● **What you need to do**: Start at the line containing "the green foliage" and transcribe every line exactly through the end of the records below, and only those lines.

━━━ Material shown ━━━

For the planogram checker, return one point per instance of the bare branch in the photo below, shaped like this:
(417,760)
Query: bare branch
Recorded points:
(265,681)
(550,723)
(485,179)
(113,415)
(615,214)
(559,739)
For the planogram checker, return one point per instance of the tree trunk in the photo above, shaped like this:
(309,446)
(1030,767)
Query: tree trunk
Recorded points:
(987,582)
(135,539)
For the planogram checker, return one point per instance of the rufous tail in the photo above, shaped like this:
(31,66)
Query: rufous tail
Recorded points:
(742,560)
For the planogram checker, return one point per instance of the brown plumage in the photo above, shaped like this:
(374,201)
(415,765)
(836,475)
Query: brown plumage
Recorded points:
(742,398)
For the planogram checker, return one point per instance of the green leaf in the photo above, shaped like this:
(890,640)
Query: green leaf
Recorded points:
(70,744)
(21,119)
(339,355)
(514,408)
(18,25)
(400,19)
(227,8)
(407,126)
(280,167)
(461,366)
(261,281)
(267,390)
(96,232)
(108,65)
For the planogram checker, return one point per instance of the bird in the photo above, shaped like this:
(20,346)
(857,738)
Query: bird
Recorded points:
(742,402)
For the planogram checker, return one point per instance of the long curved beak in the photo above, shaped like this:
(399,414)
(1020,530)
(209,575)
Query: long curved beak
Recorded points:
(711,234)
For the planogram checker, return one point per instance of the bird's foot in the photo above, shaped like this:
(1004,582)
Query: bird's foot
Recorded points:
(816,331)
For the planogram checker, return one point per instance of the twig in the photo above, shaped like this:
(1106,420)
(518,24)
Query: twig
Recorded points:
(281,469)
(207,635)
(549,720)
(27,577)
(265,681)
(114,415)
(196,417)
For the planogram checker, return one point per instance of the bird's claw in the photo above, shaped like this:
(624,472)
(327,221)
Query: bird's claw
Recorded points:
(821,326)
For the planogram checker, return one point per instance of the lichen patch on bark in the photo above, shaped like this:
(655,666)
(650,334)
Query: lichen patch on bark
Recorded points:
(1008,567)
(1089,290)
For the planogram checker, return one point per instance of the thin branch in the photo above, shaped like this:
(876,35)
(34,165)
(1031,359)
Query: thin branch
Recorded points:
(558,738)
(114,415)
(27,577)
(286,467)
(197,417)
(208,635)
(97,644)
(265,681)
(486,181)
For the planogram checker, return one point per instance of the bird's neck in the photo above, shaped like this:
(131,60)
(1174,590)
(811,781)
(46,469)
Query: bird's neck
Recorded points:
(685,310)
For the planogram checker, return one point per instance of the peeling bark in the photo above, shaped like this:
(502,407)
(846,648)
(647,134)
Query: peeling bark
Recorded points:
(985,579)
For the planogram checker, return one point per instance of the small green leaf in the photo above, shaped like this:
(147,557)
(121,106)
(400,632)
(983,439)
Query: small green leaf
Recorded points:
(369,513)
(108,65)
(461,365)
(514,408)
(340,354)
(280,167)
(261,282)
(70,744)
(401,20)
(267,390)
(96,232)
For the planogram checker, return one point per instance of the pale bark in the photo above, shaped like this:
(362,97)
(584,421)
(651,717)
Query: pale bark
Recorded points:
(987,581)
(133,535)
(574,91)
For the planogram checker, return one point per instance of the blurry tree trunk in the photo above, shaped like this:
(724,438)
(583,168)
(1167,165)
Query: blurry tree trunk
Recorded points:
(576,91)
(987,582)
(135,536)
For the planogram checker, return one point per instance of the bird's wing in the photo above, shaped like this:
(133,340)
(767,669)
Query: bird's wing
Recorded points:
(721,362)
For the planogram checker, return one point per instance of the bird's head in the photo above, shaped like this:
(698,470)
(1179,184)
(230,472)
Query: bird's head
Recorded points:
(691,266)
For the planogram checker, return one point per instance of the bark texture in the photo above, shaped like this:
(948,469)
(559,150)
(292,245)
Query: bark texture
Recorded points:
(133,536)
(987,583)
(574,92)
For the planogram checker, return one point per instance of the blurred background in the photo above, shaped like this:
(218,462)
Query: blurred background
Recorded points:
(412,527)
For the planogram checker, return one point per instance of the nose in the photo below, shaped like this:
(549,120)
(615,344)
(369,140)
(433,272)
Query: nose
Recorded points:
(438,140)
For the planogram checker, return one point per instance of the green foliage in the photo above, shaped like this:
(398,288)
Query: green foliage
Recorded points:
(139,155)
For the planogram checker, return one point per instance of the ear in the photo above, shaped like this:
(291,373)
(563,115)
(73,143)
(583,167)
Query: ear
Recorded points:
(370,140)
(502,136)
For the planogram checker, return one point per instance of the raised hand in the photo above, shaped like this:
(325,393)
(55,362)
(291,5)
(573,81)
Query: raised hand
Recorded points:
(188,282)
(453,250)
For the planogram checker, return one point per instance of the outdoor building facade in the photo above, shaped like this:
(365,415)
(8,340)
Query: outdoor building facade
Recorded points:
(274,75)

━━━

● **Exercise response**:
For the planogram checker, return one point per instance of the green foliage in the photo above, shaped like this:
(398,288)
Query: green foliage
Recorded points:
(139,155)
For the planogram checker, return one point per instance of the ear in the photo above, shaped like this:
(291,373)
(563,115)
(73,143)
(583,167)
Query: ear
Recorded points:
(370,140)
(502,136)
For the planogram checker, return one point per instance of the raised hand in the photo above, shaped like this:
(325,393)
(55,362)
(291,5)
(573,81)
Query: raised hand
Recorded points:
(188,282)
(453,250)
For the planogram checker, return one point per instance of the outdoor building facade in the photo above, shaped like this:
(365,415)
(8,340)
Query: outdoor building facade
Recorded points:
(274,75)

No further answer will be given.